-- SUPPLIED DATA follows --
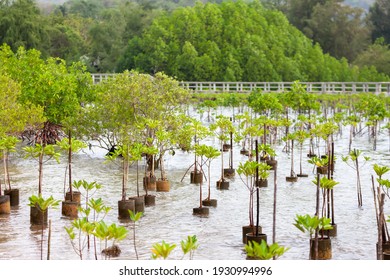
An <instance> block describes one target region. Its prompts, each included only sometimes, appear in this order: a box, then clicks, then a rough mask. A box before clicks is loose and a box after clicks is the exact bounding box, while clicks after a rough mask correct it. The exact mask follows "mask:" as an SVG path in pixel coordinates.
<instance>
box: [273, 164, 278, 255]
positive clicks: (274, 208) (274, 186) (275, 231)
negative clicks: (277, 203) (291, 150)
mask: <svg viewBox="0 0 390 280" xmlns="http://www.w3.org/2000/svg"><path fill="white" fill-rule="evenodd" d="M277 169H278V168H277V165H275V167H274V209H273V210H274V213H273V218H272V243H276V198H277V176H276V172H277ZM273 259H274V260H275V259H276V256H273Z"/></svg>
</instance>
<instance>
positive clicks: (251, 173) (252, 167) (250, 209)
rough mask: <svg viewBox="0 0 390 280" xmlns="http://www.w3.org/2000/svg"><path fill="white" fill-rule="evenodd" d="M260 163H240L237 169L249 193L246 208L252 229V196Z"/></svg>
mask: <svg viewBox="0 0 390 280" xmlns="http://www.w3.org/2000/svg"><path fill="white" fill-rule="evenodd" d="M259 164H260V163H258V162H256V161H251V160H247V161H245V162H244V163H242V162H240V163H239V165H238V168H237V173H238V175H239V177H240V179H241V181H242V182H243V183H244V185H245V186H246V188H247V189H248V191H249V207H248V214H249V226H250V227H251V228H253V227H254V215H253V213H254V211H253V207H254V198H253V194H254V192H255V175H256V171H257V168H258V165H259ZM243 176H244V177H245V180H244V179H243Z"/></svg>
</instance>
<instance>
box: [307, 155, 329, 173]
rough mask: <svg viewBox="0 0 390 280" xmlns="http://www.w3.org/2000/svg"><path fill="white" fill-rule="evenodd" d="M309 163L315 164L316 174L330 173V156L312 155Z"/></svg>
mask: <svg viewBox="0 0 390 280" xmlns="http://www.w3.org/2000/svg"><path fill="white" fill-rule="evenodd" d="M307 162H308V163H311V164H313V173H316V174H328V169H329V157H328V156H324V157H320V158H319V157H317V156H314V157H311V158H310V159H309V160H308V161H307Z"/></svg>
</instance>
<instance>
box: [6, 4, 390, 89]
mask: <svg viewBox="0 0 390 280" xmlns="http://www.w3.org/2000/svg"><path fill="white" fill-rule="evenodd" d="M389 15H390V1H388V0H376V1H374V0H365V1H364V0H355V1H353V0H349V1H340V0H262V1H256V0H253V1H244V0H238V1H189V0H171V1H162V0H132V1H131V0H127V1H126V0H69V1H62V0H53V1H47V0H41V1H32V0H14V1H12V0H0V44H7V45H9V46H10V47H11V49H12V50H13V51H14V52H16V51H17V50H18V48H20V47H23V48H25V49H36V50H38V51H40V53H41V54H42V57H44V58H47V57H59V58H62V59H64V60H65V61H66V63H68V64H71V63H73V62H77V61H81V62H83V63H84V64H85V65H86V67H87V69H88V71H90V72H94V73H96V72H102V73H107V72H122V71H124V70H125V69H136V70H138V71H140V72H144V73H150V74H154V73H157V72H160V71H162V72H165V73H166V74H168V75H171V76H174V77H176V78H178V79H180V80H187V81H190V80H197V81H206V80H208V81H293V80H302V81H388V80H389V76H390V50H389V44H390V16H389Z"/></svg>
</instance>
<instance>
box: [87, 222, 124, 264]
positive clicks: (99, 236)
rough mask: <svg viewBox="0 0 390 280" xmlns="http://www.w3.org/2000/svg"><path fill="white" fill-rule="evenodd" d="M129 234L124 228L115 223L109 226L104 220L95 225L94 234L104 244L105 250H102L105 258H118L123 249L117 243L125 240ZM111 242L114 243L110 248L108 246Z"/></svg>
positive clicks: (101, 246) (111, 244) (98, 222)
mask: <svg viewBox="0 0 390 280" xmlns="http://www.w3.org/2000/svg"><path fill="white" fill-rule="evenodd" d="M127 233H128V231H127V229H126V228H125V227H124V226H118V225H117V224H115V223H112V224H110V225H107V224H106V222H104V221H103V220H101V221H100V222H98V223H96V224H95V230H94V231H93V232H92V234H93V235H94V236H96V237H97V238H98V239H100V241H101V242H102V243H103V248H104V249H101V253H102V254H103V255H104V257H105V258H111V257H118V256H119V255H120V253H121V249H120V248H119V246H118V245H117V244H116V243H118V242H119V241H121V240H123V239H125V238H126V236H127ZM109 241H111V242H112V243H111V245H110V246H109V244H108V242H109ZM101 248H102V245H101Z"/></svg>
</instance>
-- SUPPLIED DATA concluded --
TASK DETAILS: Reproduce all of the data above line for line, without the pictures.

RESPONSE BELOW:
An <instance> block describes one target region. Its prompts, each included only sometimes, appear in this order: a box, then clicks, then a rough mask. A box before clicks is loose and a box after clicks is the exact bounding box, while clicks after a rough mask correct it. The exact mask follows "mask:" as an SVG path in pixel coordinates.
<instance>
box: [273, 164, 278, 255]
positive clicks: (274, 208) (274, 186) (275, 231)
negative clicks: (277, 203) (291, 150)
mask: <svg viewBox="0 0 390 280" xmlns="http://www.w3.org/2000/svg"><path fill="white" fill-rule="evenodd" d="M277 169H278V168H277V165H275V167H274V209H273V210H274V213H273V218H272V243H276V198H277V176H276V172H277ZM273 259H274V260H275V259H276V256H273Z"/></svg>
</instance>
<instance>
positive clicks: (251, 173) (252, 167) (250, 209)
rough mask: <svg viewBox="0 0 390 280" xmlns="http://www.w3.org/2000/svg"><path fill="white" fill-rule="evenodd" d="M260 163H240L237 169L249 193L246 208L252 229V196Z"/></svg>
mask: <svg viewBox="0 0 390 280" xmlns="http://www.w3.org/2000/svg"><path fill="white" fill-rule="evenodd" d="M259 164H260V163H258V162H256V161H251V160H247V161H245V162H244V163H242V162H240V163H239V165H238V168H237V173H238V175H239V177H240V179H241V181H242V182H243V183H244V185H245V186H246V188H247V189H248V191H249V207H248V214H249V226H250V227H251V228H253V227H254V215H253V213H254V211H253V207H254V198H253V194H254V192H255V175H256V171H257V168H258V165H259ZM243 176H244V177H245V180H244V179H243Z"/></svg>
</instance>
<instance>
box: [307, 155, 329, 173]
rough mask: <svg viewBox="0 0 390 280" xmlns="http://www.w3.org/2000/svg"><path fill="white" fill-rule="evenodd" d="M309 163L315 164L316 174L330 173V156L312 155Z"/></svg>
mask: <svg viewBox="0 0 390 280" xmlns="http://www.w3.org/2000/svg"><path fill="white" fill-rule="evenodd" d="M307 162H308V163H311V164H313V173H316V174H328V169H329V157H328V156H324V157H320V158H319V157H317V156H314V157H311V158H310V159H309V160H308V161H307Z"/></svg>
</instance>
<instance>
box: [6, 4, 390, 89]
mask: <svg viewBox="0 0 390 280" xmlns="http://www.w3.org/2000/svg"><path fill="white" fill-rule="evenodd" d="M389 15H390V1H388V0H376V1H374V0H365V1H364V0H355V1H353V0H349V1H340V0H262V1H256V0H253V1H244V0H238V1H189V0H171V1H162V0H132V1H131V0H127V1H126V0H69V1H62V0H53V1H47V0H41V1H32V0H14V1H12V0H0V44H7V45H9V46H10V47H11V49H12V50H13V51H14V52H16V51H17V50H18V48H20V47H23V48H25V49H36V50H38V51H40V53H41V54H42V57H44V58H47V57H59V58H62V59H64V60H65V61H66V63H68V64H71V63H73V62H77V61H81V62H83V63H84V64H85V65H86V67H87V69H88V71H90V72H94V73H96V72H102V73H107V72H122V71H124V70H125V69H136V70H138V71H140V72H144V73H150V74H154V73H157V72H160V71H162V72H165V73H166V74H168V75H171V76H174V77H176V78H178V79H180V80H187V81H190V80H197V81H206V80H208V81H293V80H302V81H388V80H389V76H390V50H389V44H390V16H389Z"/></svg>
</instance>
<instance>
box: [87, 222, 124, 264]
positive clicks: (99, 236)
rough mask: <svg viewBox="0 0 390 280" xmlns="http://www.w3.org/2000/svg"><path fill="white" fill-rule="evenodd" d="M129 234L124 228L115 223L109 226L104 220L95 225L94 234L104 244L105 250H102L105 258H118L123 249L117 243L125 240ZM111 242L114 243L110 248L108 246Z"/></svg>
positive clicks: (101, 246) (111, 244) (98, 222)
mask: <svg viewBox="0 0 390 280" xmlns="http://www.w3.org/2000/svg"><path fill="white" fill-rule="evenodd" d="M127 233H128V231H127V229H126V228H125V227H124V226H118V225H117V224H115V223H112V224H110V225H107V224H106V222H104V221H103V220H101V221H100V222H98V223H96V224H95V230H94V231H93V232H92V234H93V235H94V236H96V237H97V238H98V239H100V241H101V242H102V243H103V248H104V249H101V253H102V254H103V255H104V257H105V258H111V257H118V256H119V255H120V253H121V249H120V248H119V246H118V245H117V244H116V243H118V242H119V241H121V240H123V239H125V238H126V236H127ZM109 241H111V242H112V243H111V245H110V246H109V244H108V242H109ZM101 248H102V245H101Z"/></svg>
</instance>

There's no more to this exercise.